Top of TEXT SHOWN

[Advaita-l] Karma yoga: the kinder, softer preparation for self-inquiry and surrender

jaldhar at braincells.com jaldhar at braincells.com
Fri Mar 19 03:50:16 EDT 2021

On Thu, 11 Mar 2021, Sudhanshu Shekhar wrote:

> Ok.
> But then how would you reconcile several grihastha jivanmuktas available in
> Puranas.

The Vedas were not given by some God or prophet as in other religions. 
The Rshis "saw" or "heard" the mantras as they instinctively performed 
dharma.  This process did not take place in any particular order or time 
scale.  According to e.g. Vishnupurana in every cycle of creation there is 
a Veda Vyasa ("arranger of the Vedas") who puts them into the systematic 
form we have now. Even when we come into historical times, there is 
evidence of systemization.  For instance in the Brahmasutras, there is a 
question about certain upasanas which are angas of a yajna are to be 
performed by the sacrificer or the priest.  (Although this is couched in 
terms of karma, it is relevant to the role of upasana in the pursuit of 
jnana so it is appropriate to be discussed here.)  Atreya gives one view 
and Audolomi gives another.  the sutrakara says the siddhanta is the view 
of Audolomi.

The reason I bring this up is because the Rshis have an anomalous status. 
They are usually depicted in the popular imagination as living in forests 
with matted hair and deerskin garments like ascetics but also 
married and performing yajnas like householders.  The satyayuga was a kind 
of state of spiritual anarchy where people were able to discern dharma by 
intuition and it is was over time as humans capacity diminished that 
formal rules were made.  Choices were made to reject some views and accept 
others.  That was then but now is a different matter.

For instance there is a puzzling story in Adiparva of Mahabharata 
concerning Shvetaketu.  It implies that not Uddalaka Aruni but one of his
students is the real father of Shvetaketu and it is in response to this, 
that Shvetaketu established the institution of vivaha.  If there is no 
marriage then there is no grhastha ashrama and therefore no question of 
renouncing it.

Bottom of TEXT SHOWN
Top of DATA LISTING

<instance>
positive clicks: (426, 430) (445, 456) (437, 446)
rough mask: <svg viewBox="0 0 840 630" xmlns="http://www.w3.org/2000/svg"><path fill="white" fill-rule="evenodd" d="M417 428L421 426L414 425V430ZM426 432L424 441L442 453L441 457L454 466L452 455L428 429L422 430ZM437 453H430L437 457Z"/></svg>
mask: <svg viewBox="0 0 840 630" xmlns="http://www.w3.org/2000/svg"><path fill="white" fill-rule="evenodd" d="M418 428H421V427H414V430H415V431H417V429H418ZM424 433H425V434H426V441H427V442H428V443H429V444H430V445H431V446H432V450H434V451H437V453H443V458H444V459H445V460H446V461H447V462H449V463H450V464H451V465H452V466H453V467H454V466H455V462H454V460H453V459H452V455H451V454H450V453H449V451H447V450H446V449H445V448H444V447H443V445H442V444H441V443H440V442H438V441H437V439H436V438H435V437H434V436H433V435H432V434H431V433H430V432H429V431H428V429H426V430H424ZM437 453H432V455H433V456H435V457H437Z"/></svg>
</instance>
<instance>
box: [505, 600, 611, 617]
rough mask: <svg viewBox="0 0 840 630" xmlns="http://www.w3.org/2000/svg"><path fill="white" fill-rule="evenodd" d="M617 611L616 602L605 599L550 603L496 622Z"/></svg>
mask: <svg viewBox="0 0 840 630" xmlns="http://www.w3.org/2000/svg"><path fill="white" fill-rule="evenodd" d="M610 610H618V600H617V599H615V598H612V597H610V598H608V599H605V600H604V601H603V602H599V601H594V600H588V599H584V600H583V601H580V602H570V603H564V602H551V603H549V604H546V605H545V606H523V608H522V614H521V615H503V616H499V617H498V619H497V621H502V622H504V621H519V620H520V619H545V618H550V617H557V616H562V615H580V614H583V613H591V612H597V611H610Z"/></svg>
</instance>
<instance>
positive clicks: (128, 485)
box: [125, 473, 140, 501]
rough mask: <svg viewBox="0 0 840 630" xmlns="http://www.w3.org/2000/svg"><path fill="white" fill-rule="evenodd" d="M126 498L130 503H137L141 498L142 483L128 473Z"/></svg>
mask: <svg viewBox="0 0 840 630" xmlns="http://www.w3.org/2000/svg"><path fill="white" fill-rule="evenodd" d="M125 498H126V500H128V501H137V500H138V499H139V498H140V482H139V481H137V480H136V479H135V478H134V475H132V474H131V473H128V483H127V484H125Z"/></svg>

Bottom of DATA LISTING

TASK REQUIREMENTS >>
1. Answer these about the post on the Vedas and the Rshis:
(a) According to the Vishnupurana, who appears in every cycle of creation?
(b) Whose view does the sutrakara call the siddhanta?
(c) What institution did Shvetaketu establish?
2. Continue the post on the Vedas and the Rshis from its last sentence.
The data above is separate from the post on the Vedas and the Rshis.

ANSWERS BY ITEM >>
1.
(a) A Veda Vyasa, who puts the Vedas into their present systematic form.
(b) The view of Audolomi.
(c) Vivaha (marriage).

2.
> My understanding has been -- the sequence of Gitabhashya 5.12 --
> कर्मयोग--सत्त्व-शुद्धि -- ज्ञानप्राप्ति -- सर्वकर्मसंन्यास-- ज्ञाननिष्ठा-- मोक्ष is a
> sequence which spans across many lives. ज्ञाननिष्ठा and सर्वकर्मसंन्यास require
> physical sanyasa. But a person in such states -- which is post सत्त्वशुद्धि --
> if he dies and gets another body, he no longer is required to again have
> physical sanyasa. He carries from there and attains Moksha in whichever
> ashrama he is.

What you are describing is called kramamukti.  It isn't any less mukti 
than jivanmukti; it is slower that's all.

> He can attain that even while being in womb like Vamadeva.
> This is how we can reconcile grihastha jivanmuktas also.

If Vamadeva is still in the womb than he is not in the grhastha or any 
ashrama.  He is an example of antarashrami, one who is between ashramas. 
Other examples could be one who has had samavartana sanskara (which marks 
the end of vedic study and brahmacharya ashrama) but not yet had vivaha 
sanskara (which is the beginning of grhastha ashrama)  Or someone whose 
wife has died (which ends grhastha ashrama) but has not yet taken 

Yet another category is mind-born sons of Brahma such as Narada or 
Sanatkumars who got jnana before there was even a srshti and therefore no 
need or opportunity to escape samsara.

All these are special conditions but the norm is well-established.

> If we posit requirement of physical sanyasa in a particular birth, grihastha
> jivanmukta will be impossibility. Isn't that so?

Yes this is correct.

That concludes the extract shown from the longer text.